• _EXERCISES TO COMPLETE_
1) From the text on ZIF sockets, extract the passage starting with "Also, as chip" and going on through "the entire housing/cover.", word for word.
2) List every sentence in the text on ZIF sockets that contains a form of the word "increase".

• _TEXT BLOCK_
# # # # #

However, existing ZIF sockets have experienced limited applicability to certain processor designs. For instance, many circuit designs are conditioned on PGA chips being arranged in a closely packed manner with respect to one another. For instance, at least one conventional socket uses an actuation lever located along one side of the socket and is moved in the same direction as the direction of relative movement between the cover and base housing. For instance, the lever is moved forward along the side of the socket to drive the cover forward and visa versa. However, as components decrease in size and are located closer to one another, space constraints no longer permitted the lever to be located along the side of the socket. Thus, it is desirable to minimize the width of sockets holding the PGA chips.

Also, as chip technology evolves, the number of pins on a single chip increases. The socket achieves a separate electrical contact with each pin on a chip and thus the number of electrical contacts to be maintained by a socket is increased. As the pin/contact count increases, the force required to electrically engage the chip and socket similarly increases. Conventional sockets focus significant actuation forces on small areas on the cover and housing. As the actuation forces increase, various socket designs experience more faults as the housing and cover are unable to withstand the increased loads. Conventional sockets for high pin count PGA chips do not spread actuation forces over the entire housing/cover.

# # # # #

Point placement records:
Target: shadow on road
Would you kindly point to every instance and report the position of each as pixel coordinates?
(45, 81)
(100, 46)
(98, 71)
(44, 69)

# # # # #

• _ANSWERS FOR THE TASKS_
1)
Also, as chip technology evolves, the number of pins on a single chip increases. The socket achieves a separate electrical contact with each pin on a chip and thus the number of electrical contacts to be maintained by a socket is increased. As the pin/contact count increases, the force required to electrically engage the chip and socket similarly increases. Conventional sockets focus significant actuation forces on small areas on the cover and housing. As the actuation forces increase, various socket designs experience more faults as the housing and cover are unable to withstand the increased loads. Conventional sockets for high pin count PGA chips do not spread actuation forces over the entire housing/cover.

2)
- Also, as chip technology evolves, the number of pins on a single chip increases.
- The socket achieves a separate electrical contact with each pin on a chip and thus the number of electrical contacts to be maintained by a socket is increased.
- As the pin/contact count increases, the force required to electrically engage the chip and socket similarly increases.
- As the actuation forces increase, various socket designs experience more faults as the housing and cover are unable to withstand the increased loads.